**Your task:**
Reproduce without any change the lines of the items from the one containing "out the brown" through the last line of the items, inclusive.

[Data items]
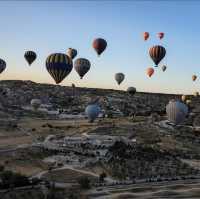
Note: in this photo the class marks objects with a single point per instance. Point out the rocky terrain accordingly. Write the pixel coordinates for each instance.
(141, 145)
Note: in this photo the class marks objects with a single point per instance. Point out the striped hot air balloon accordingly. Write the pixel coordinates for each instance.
(196, 94)
(161, 35)
(176, 111)
(99, 45)
(150, 71)
(2, 65)
(145, 36)
(157, 53)
(30, 56)
(164, 68)
(184, 98)
(71, 52)
(82, 66)
(194, 77)
(59, 66)
(131, 90)
(119, 77)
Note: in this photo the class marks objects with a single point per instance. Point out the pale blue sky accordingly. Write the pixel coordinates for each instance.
(53, 26)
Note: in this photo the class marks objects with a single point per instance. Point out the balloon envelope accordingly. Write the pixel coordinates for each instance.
(2, 65)
(92, 111)
(157, 53)
(161, 35)
(30, 56)
(59, 66)
(131, 90)
(150, 71)
(176, 111)
(194, 77)
(196, 94)
(82, 66)
(164, 68)
(99, 45)
(145, 36)
(119, 77)
(71, 52)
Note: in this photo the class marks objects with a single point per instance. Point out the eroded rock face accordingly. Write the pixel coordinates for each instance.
(119, 103)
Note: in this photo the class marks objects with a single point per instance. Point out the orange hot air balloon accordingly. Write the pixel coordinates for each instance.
(161, 35)
(145, 36)
(150, 71)
(194, 77)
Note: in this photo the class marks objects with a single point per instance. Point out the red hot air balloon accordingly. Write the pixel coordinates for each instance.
(150, 71)
(161, 35)
(99, 45)
(145, 36)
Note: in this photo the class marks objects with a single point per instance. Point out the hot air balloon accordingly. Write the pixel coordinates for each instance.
(82, 66)
(30, 56)
(150, 71)
(131, 90)
(59, 66)
(2, 65)
(196, 94)
(71, 52)
(157, 53)
(35, 103)
(184, 98)
(161, 35)
(164, 68)
(194, 77)
(92, 111)
(145, 36)
(119, 77)
(188, 102)
(176, 112)
(99, 45)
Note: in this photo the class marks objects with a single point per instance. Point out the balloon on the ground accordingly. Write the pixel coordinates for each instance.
(131, 90)
(176, 111)
(145, 36)
(92, 111)
(194, 77)
(161, 35)
(36, 103)
(196, 94)
(30, 56)
(71, 52)
(82, 66)
(188, 102)
(119, 77)
(157, 53)
(184, 98)
(2, 65)
(99, 45)
(150, 71)
(164, 68)
(59, 66)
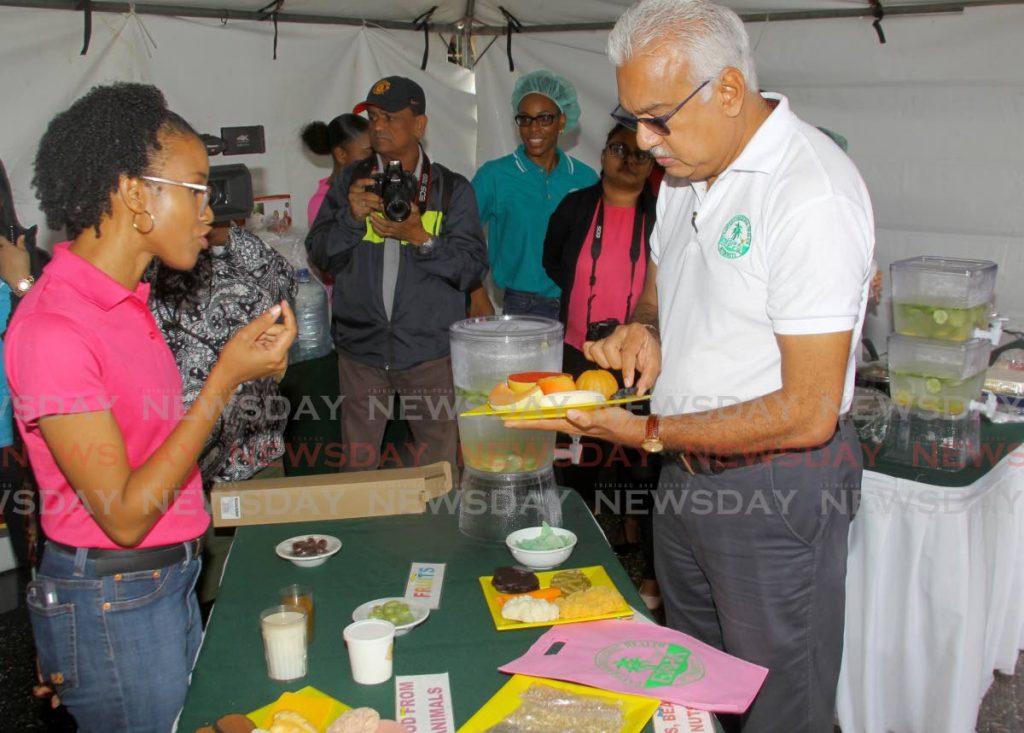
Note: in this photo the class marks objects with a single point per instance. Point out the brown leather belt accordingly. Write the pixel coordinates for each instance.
(113, 562)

**Response to this task:**
Note: in this photo the class marks objects with a single point per instance. Point out the brown leather belt accordingly. Write the pixel coordinates for each instance.
(113, 562)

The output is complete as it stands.